Records excerpted from a collection
((
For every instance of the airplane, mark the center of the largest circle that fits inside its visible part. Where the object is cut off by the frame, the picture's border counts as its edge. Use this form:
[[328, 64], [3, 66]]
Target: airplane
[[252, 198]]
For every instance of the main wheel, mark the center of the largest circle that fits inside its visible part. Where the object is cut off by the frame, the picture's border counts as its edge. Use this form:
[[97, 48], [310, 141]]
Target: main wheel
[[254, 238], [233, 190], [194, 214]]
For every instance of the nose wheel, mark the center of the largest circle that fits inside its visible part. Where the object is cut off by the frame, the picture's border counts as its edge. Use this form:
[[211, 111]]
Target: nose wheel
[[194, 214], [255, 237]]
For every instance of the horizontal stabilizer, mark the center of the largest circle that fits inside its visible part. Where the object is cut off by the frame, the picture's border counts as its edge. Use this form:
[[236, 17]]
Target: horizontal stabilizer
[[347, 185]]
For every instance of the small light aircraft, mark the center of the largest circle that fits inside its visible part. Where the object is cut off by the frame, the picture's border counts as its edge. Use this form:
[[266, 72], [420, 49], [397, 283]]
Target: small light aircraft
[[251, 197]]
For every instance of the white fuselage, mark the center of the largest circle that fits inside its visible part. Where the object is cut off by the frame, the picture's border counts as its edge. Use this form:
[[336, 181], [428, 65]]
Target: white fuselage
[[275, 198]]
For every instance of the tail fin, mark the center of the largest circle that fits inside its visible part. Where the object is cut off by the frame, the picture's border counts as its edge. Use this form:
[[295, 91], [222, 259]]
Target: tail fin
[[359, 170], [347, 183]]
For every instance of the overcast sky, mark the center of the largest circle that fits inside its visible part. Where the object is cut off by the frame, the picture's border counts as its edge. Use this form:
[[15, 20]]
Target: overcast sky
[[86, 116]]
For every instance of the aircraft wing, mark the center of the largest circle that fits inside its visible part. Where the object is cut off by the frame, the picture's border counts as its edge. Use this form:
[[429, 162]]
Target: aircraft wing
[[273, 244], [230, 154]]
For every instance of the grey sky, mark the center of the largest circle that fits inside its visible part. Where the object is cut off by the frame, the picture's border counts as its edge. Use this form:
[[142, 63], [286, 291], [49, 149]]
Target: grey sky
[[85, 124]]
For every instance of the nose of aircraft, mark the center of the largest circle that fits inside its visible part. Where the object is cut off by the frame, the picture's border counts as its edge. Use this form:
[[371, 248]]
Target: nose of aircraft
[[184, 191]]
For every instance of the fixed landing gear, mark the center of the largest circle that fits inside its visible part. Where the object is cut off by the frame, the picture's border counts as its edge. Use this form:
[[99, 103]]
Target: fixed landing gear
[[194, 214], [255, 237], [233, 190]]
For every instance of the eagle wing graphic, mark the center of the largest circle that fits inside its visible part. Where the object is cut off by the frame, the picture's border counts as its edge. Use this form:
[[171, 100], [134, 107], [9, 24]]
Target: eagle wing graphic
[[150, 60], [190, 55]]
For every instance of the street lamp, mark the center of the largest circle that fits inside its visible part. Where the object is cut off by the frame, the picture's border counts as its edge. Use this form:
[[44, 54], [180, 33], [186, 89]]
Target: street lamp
))
((
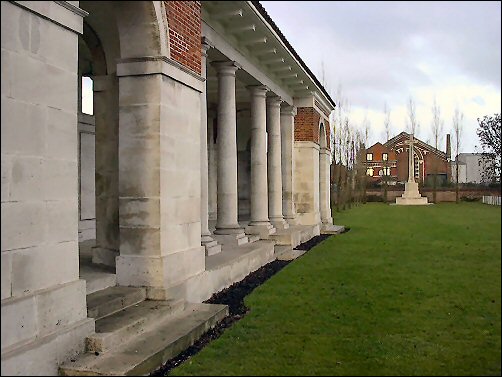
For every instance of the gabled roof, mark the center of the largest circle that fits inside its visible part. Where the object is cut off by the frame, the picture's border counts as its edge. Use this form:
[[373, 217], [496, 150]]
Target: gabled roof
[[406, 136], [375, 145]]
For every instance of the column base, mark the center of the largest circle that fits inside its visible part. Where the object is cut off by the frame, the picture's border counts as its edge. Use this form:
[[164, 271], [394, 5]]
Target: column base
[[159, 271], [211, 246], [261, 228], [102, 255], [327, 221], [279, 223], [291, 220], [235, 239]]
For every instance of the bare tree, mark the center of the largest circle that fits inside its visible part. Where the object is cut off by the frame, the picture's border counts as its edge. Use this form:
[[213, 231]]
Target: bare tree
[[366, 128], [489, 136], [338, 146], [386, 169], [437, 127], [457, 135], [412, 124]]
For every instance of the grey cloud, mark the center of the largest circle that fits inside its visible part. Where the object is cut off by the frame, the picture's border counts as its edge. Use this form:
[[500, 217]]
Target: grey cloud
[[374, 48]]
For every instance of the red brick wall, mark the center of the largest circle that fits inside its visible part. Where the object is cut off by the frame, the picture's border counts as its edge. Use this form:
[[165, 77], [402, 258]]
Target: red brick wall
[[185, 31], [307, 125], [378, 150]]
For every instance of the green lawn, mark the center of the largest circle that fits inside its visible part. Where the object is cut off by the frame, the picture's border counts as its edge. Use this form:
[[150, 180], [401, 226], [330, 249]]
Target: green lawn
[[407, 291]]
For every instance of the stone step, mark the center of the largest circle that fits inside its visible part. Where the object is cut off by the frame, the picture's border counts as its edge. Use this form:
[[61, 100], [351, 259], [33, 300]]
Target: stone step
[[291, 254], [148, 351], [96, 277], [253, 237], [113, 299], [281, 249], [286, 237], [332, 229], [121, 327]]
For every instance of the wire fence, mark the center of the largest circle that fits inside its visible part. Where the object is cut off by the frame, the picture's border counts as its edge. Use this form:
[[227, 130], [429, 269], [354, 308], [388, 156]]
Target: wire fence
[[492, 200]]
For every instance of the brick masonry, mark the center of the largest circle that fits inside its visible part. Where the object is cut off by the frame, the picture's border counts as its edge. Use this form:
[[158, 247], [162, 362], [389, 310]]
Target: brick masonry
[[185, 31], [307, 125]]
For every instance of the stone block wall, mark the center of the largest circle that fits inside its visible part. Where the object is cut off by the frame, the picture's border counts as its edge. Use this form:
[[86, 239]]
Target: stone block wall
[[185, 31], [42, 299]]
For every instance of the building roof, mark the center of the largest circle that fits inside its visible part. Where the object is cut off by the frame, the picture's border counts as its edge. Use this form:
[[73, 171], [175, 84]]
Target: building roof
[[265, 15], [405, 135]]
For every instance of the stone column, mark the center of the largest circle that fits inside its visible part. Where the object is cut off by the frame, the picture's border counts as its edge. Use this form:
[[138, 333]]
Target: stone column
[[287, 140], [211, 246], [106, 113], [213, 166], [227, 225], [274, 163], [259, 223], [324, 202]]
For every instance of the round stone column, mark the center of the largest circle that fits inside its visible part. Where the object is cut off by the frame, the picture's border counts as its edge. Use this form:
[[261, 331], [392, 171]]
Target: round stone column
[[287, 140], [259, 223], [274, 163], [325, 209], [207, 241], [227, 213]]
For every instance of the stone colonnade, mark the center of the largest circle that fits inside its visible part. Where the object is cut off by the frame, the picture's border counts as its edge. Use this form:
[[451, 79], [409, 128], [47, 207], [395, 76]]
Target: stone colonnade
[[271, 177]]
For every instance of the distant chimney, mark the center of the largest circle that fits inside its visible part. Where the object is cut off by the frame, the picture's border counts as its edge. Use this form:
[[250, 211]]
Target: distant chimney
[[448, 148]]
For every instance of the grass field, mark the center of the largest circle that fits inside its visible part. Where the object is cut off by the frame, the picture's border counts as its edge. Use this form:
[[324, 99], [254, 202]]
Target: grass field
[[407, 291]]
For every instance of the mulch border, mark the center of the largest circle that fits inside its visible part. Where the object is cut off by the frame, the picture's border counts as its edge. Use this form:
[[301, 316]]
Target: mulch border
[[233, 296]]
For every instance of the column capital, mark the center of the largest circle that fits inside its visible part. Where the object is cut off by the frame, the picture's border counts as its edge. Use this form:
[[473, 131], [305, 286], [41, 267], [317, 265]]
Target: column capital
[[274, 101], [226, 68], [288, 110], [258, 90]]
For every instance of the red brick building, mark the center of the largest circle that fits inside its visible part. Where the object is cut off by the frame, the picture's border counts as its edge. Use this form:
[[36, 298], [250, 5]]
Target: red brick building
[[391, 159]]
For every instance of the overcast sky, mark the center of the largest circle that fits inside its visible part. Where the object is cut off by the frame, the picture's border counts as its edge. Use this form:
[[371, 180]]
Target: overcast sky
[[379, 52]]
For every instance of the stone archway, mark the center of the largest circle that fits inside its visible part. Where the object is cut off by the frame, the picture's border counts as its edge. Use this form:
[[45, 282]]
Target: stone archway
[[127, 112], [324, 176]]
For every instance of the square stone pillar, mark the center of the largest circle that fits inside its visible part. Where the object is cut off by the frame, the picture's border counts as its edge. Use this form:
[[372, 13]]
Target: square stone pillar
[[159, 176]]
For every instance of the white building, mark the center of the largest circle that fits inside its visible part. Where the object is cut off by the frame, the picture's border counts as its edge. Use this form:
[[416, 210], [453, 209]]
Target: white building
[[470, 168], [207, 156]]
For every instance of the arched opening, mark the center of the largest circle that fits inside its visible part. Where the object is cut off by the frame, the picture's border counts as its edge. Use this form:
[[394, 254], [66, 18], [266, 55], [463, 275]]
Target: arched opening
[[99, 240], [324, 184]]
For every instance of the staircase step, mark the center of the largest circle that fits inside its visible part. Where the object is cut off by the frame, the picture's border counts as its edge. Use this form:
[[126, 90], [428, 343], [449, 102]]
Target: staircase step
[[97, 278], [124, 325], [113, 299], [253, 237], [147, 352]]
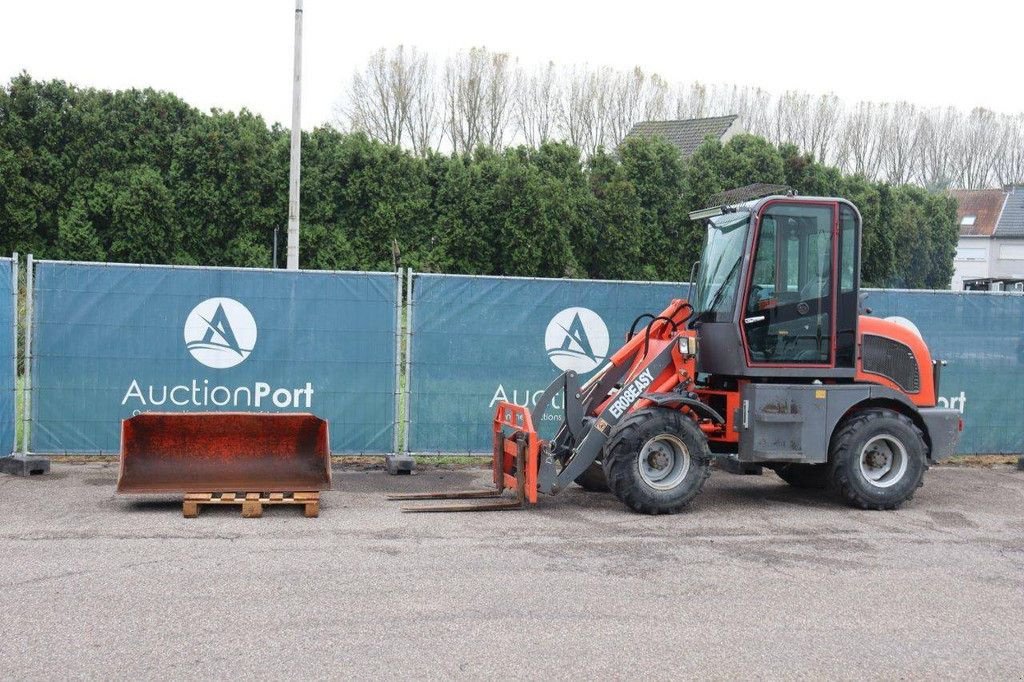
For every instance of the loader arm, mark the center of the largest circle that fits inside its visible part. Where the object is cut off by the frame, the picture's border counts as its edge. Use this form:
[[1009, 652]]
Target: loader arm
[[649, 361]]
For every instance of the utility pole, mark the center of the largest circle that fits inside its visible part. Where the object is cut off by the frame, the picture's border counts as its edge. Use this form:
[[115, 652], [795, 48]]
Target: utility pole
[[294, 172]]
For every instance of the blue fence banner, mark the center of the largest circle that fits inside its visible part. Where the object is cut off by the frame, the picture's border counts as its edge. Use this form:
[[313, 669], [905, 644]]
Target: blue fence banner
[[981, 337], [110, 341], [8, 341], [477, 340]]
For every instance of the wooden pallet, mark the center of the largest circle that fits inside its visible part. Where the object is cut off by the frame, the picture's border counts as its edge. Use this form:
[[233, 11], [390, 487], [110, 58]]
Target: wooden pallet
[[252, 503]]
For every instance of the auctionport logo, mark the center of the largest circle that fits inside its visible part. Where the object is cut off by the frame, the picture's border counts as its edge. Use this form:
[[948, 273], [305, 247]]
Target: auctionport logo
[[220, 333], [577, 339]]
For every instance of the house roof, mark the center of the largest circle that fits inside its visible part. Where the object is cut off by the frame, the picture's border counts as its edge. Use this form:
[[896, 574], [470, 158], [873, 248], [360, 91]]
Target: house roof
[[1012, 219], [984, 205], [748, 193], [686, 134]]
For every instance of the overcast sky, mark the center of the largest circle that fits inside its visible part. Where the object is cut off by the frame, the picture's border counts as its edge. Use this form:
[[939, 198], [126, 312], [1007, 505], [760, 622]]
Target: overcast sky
))
> _THE REQUEST_
Select and copy every line of the data above that contains the string "wall". Matching is case-sensitive.

> _ANSWER TO THE EXERCISE_
For every instance of the red brick wall, mark the center of the largest circle that fits inside its visible part. Where the object is cut off by the frame, the picture's border counts as its edge. Use this form:
Target: red brick wall
For every instance of the stone block wall, mark the center of the largest circle that fits inside its visible part. Where the object is cut off by the frame, the picture's border counts as its edge. Use this form:
Target: stone block wall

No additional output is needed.